- PROBLEM -
Pull out the lines from the one containing "Task: point to each instance of the silhouetted" through the final line of the listing below and repeat them exactly. Leave the pictures behind.

[Point-based annotation data]
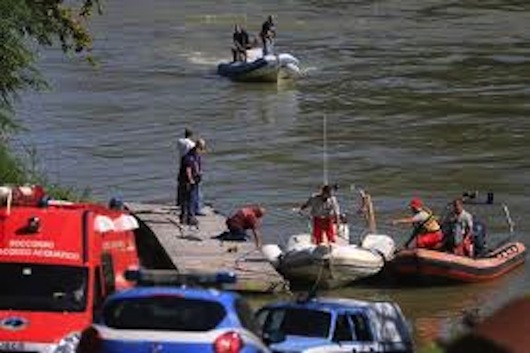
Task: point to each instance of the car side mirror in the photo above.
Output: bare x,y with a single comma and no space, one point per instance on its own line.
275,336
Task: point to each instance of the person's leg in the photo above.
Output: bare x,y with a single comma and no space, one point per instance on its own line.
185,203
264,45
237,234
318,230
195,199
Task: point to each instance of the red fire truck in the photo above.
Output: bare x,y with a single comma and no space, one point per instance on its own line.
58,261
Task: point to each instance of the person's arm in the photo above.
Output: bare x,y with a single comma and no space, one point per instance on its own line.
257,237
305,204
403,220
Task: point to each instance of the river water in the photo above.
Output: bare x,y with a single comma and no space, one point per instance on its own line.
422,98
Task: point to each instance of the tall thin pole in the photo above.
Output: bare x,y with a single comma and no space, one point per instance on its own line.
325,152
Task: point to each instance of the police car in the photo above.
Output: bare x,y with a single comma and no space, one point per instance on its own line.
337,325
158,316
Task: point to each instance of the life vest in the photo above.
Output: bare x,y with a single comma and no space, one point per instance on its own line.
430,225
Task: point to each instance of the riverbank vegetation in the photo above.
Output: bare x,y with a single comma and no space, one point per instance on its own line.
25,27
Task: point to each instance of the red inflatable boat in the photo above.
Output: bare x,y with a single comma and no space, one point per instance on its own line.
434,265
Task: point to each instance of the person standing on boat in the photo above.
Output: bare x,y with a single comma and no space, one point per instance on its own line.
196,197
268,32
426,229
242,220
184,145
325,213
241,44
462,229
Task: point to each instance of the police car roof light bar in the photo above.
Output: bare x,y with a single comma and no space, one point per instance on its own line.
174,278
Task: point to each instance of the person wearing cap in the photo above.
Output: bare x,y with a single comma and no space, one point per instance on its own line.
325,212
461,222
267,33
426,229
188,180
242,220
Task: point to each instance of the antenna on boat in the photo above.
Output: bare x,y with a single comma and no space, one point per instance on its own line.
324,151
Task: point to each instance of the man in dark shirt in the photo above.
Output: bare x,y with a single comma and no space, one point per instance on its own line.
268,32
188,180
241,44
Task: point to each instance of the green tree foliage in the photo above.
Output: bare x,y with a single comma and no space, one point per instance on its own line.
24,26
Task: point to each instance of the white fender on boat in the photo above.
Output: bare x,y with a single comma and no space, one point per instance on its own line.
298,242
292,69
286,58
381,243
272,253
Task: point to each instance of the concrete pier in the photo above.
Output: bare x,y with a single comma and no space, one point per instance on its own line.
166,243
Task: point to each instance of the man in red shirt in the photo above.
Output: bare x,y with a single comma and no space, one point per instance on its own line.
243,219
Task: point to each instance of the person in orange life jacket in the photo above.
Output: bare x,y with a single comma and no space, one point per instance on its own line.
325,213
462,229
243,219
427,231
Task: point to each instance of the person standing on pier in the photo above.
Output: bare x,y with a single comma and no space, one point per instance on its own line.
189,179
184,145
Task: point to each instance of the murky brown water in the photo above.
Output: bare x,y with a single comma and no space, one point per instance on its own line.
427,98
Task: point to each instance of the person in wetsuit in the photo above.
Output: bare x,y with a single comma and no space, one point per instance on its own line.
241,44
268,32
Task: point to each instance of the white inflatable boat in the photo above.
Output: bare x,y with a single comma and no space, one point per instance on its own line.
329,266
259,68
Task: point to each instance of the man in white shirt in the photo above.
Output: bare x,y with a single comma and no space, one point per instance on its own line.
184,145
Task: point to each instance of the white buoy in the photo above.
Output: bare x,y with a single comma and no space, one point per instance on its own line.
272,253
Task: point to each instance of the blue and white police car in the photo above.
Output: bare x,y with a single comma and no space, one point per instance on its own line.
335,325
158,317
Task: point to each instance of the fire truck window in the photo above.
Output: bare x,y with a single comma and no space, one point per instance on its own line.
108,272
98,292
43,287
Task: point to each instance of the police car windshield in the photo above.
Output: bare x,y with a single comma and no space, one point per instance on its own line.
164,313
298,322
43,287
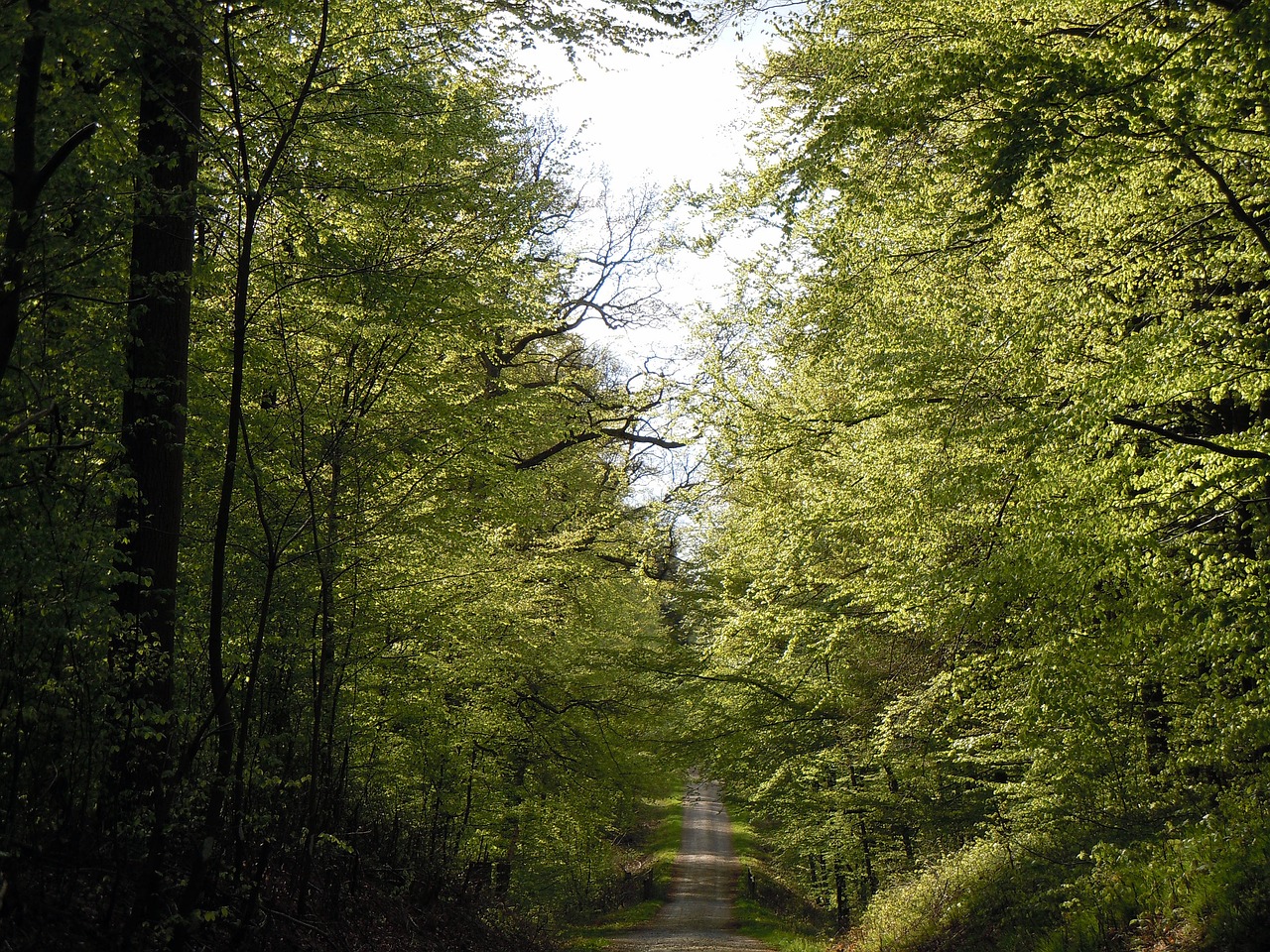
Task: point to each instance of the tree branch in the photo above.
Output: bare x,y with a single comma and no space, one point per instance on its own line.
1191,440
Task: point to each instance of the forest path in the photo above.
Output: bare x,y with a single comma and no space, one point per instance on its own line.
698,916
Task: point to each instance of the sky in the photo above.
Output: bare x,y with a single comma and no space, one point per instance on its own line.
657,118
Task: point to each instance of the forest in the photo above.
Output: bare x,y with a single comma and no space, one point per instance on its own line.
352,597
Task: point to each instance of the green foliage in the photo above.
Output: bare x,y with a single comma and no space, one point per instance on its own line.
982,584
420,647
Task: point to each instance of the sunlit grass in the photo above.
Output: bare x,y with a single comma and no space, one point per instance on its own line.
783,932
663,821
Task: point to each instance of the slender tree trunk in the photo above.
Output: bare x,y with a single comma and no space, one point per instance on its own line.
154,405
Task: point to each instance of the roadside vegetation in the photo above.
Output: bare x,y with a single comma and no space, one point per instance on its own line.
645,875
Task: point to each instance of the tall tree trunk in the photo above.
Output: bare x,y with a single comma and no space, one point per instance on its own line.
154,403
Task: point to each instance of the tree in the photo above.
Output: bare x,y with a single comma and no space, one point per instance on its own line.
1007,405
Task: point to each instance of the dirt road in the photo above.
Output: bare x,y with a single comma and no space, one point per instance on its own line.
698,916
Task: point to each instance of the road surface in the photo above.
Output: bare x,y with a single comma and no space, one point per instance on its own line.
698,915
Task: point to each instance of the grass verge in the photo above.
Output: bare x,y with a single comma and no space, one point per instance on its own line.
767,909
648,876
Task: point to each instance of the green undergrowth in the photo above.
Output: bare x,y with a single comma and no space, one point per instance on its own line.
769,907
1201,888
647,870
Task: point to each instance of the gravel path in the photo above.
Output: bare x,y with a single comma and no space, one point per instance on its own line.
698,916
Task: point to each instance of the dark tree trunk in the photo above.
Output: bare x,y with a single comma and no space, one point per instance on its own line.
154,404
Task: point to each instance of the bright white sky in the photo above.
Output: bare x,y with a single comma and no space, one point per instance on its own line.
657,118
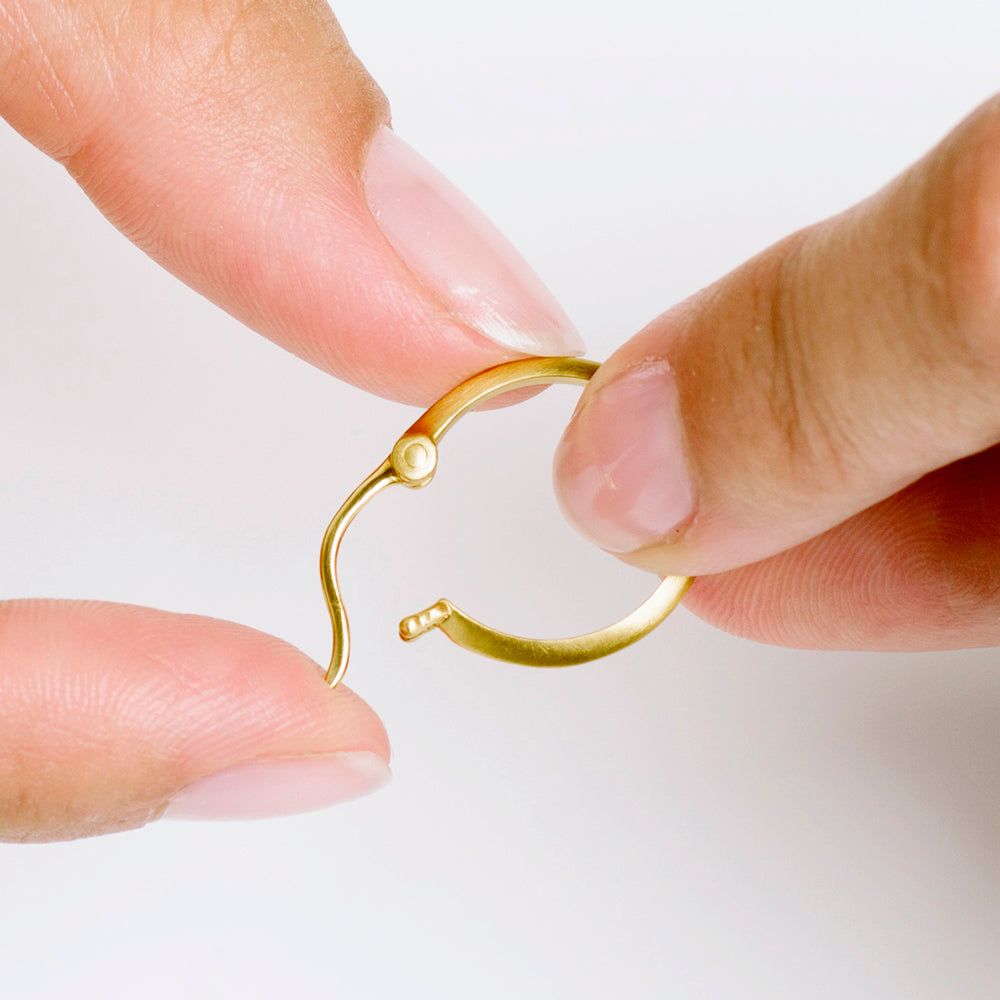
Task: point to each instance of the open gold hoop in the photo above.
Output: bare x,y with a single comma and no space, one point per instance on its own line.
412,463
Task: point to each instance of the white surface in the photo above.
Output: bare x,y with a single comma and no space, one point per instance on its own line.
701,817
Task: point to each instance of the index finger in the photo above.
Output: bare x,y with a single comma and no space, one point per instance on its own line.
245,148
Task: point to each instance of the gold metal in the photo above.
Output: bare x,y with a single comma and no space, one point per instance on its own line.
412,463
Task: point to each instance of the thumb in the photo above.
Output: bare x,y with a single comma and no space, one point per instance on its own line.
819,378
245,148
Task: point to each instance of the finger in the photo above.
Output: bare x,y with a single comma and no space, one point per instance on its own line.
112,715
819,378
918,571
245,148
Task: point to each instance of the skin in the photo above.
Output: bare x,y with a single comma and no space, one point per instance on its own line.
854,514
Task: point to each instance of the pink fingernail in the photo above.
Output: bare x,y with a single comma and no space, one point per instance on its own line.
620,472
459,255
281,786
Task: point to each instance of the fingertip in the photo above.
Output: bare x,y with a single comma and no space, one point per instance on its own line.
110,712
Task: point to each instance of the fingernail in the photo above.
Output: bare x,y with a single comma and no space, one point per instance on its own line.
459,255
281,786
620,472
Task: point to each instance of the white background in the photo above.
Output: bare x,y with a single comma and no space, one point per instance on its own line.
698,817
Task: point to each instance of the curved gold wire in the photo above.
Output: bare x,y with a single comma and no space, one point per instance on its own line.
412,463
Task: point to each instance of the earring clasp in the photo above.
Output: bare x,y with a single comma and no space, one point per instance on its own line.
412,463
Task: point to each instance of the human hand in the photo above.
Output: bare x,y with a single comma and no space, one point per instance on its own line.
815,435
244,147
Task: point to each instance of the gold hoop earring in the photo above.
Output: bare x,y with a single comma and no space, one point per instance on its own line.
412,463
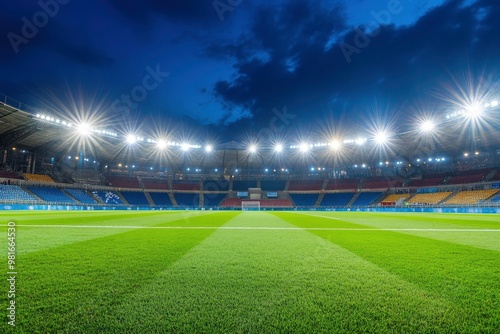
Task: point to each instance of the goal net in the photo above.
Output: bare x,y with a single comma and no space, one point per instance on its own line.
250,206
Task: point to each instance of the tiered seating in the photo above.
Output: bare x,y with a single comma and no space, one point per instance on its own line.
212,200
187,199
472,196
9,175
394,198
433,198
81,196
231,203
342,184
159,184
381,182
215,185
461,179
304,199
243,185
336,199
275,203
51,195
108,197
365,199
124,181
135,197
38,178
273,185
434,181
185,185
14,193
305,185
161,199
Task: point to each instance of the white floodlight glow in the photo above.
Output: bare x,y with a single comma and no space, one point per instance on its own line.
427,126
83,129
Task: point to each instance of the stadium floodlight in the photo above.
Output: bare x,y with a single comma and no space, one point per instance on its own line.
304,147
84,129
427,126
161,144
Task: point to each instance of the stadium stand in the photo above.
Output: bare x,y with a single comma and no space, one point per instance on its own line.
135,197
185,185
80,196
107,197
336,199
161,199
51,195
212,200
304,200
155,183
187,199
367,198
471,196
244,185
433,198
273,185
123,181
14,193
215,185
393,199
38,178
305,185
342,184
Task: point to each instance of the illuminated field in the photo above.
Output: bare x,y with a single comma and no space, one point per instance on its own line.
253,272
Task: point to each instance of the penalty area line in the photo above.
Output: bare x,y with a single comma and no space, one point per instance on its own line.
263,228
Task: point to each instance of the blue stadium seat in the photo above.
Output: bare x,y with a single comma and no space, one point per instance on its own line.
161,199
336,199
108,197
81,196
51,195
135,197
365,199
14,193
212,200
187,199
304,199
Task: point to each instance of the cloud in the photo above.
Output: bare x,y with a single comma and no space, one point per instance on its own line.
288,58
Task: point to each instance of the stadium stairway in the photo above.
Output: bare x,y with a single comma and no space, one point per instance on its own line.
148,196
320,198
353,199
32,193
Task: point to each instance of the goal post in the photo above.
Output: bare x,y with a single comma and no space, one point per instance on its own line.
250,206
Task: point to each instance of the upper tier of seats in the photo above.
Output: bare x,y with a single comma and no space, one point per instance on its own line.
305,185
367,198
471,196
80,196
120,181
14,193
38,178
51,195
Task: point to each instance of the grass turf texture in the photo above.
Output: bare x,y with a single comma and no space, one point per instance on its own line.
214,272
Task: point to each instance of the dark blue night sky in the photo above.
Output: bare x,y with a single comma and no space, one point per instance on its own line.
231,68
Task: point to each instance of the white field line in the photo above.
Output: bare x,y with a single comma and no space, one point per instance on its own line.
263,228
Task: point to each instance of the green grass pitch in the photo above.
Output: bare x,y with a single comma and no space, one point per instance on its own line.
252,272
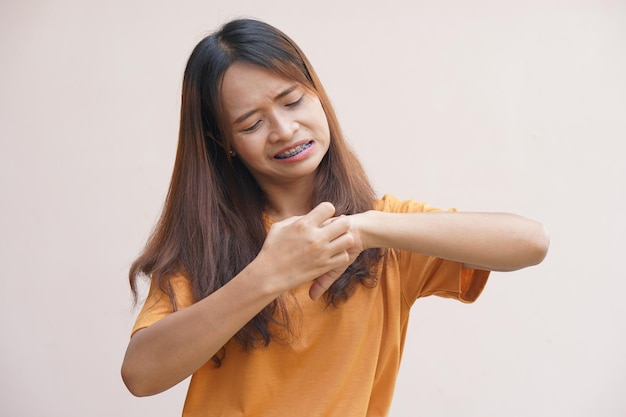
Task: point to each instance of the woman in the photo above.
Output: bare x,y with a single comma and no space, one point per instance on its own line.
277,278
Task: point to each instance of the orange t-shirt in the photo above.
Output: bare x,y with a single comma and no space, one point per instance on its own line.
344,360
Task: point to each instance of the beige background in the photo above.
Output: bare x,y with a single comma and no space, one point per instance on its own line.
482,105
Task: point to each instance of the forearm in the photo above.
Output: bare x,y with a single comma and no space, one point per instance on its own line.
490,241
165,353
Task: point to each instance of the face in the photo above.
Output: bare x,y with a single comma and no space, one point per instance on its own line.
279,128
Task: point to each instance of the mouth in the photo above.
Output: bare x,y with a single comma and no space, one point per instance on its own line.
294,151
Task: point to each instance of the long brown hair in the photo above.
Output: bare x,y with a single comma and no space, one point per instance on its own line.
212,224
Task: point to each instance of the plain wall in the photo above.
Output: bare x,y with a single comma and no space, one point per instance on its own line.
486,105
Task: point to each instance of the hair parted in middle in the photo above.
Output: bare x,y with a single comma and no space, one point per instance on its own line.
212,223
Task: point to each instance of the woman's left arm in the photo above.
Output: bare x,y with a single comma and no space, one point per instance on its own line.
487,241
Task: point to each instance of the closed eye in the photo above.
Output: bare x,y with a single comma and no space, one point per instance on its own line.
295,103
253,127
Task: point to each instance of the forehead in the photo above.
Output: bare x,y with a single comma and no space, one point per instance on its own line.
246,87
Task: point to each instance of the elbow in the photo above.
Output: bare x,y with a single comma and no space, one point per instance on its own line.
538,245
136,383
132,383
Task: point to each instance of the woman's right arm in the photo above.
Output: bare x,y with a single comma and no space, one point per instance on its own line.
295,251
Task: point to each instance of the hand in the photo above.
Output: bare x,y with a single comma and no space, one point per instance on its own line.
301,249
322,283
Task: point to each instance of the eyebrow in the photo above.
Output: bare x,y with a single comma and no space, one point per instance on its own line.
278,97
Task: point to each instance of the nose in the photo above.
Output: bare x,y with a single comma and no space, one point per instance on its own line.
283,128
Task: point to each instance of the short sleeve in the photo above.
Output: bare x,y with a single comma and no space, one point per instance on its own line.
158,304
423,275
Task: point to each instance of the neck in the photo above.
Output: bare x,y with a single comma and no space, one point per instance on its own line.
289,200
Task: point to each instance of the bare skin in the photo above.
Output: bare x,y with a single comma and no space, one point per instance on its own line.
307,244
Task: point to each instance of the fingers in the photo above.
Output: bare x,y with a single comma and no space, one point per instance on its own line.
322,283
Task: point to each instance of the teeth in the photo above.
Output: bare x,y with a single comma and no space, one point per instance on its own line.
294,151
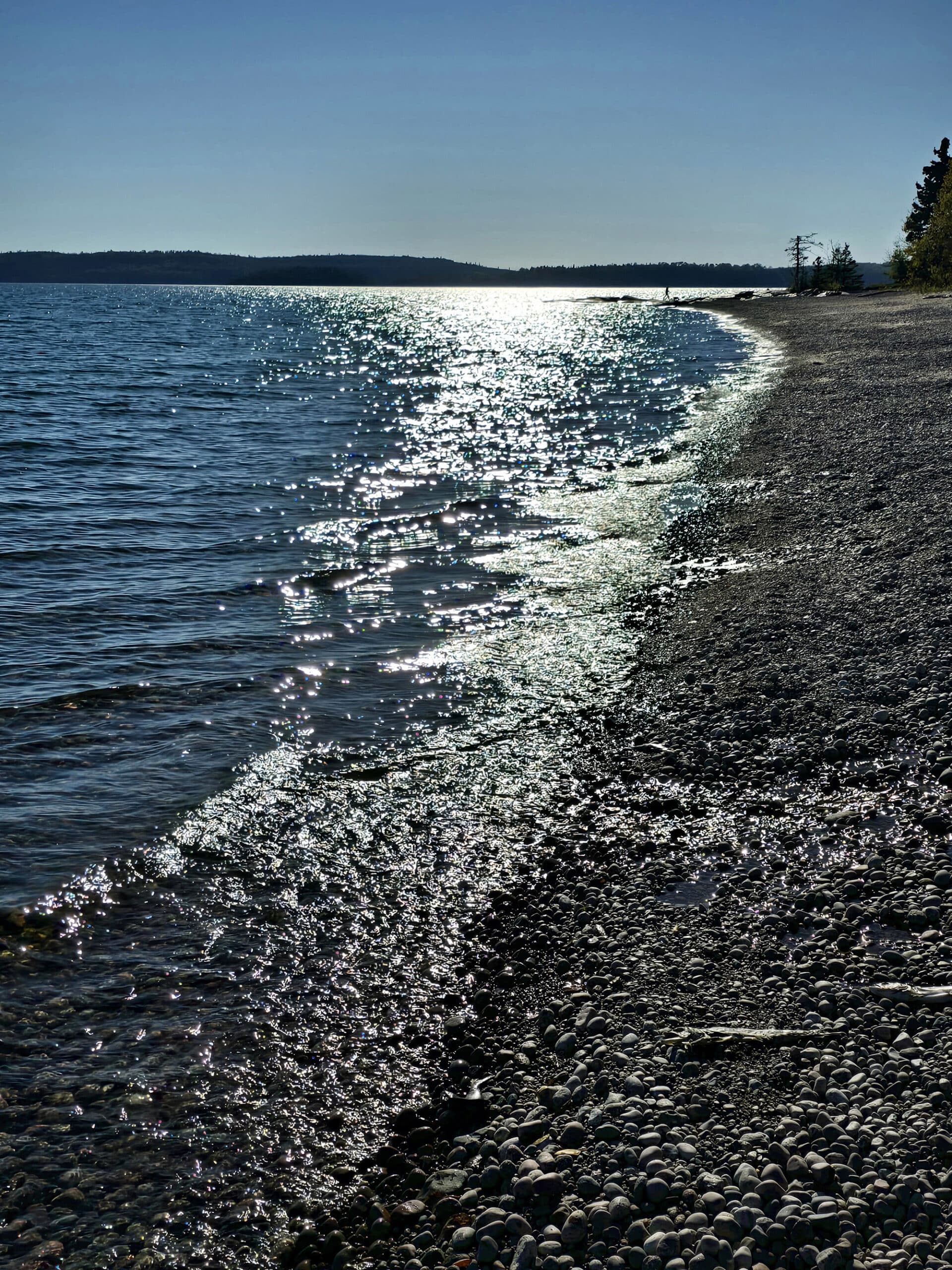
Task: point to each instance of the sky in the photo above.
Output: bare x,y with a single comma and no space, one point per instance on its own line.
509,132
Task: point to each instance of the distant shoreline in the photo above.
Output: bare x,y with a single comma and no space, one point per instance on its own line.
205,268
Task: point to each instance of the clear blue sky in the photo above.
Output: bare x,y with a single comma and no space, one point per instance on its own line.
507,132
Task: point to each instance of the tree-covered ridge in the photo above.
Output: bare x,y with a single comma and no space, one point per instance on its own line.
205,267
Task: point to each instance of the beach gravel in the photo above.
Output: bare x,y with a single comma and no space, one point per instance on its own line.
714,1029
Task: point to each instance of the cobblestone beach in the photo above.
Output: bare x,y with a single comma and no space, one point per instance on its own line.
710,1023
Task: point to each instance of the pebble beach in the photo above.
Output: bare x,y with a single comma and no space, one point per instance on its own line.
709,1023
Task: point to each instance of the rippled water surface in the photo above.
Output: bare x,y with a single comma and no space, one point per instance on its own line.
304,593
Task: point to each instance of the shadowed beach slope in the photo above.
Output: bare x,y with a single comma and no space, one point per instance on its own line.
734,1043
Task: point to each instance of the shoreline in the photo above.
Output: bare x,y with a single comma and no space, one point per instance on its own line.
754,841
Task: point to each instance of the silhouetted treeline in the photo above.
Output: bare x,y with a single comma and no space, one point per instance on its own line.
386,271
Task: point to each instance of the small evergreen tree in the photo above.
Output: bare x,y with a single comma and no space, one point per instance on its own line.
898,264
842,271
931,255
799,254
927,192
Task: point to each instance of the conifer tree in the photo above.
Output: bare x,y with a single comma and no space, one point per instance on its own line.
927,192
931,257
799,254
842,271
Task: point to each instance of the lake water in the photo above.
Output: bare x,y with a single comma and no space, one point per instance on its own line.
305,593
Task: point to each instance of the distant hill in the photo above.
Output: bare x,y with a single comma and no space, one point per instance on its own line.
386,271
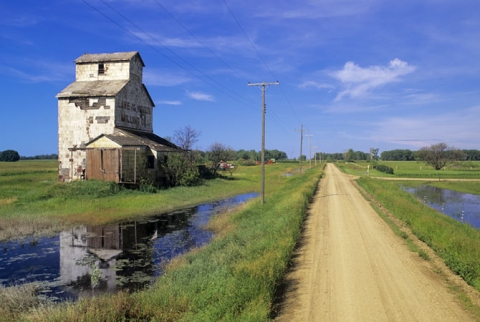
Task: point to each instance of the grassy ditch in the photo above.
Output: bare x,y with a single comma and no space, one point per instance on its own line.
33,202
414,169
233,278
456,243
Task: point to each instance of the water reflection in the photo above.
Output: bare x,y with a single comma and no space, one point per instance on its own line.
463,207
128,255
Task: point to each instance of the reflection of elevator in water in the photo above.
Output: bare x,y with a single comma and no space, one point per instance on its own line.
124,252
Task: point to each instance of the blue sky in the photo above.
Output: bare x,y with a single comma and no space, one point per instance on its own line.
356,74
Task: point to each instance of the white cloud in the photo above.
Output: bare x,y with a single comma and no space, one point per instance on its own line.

- COMPLETED TASK -
Task: point to each instance of the silhouetted treeline in the photo above.
Output: bare x,y with a single comma and no space, one point per instance on its own line.
386,271
Task: point to each instance of the small evergreen tree in the photo above.
Output: bare x,y with a single comma and no space, one point per instance on its own line.
898,264
842,271
931,255
799,254
927,192
Task: point to each instance of the conifer tree in the photo above.
Output: bare x,y with a single comma and no space, one point per instance on its own line.
927,192
931,257
799,254
842,271
Task: point to each instance of the lake water in the photo above.
Output: bare x,y with a single comma and no space, one point per instance on its own line.
305,593
Task: point to each instance of the distant hill in the photo above.
Output: bare x,y with a single comma and no space, one point per instance on its own line.
386,271
Task: point to each instance of the grassy ditch in the photo above.
Output: bare x,y with a single comma and no space, one point per instance on its own line.
33,202
414,169
233,278
456,243
Task: point to each instance of the water reflection in the photo above.
Output: bare x,y with a single comma and no space, one point per instance on its own line.
463,207
128,255
Task: point to each instance of the reflection of elevator in water in the photo above.
Output: bare x,y with a single comma and no space, one point per instance on its own line.
124,252
Task: point to each instance of the blue sky in the photo above.
Output: bare x,y with a single comma and no space, one point per instance on its own line.
356,74
Task: point to each instance of the white cloud in the photo above.
Output: bare x,y with a single comma and no space, one point per instance on its own line.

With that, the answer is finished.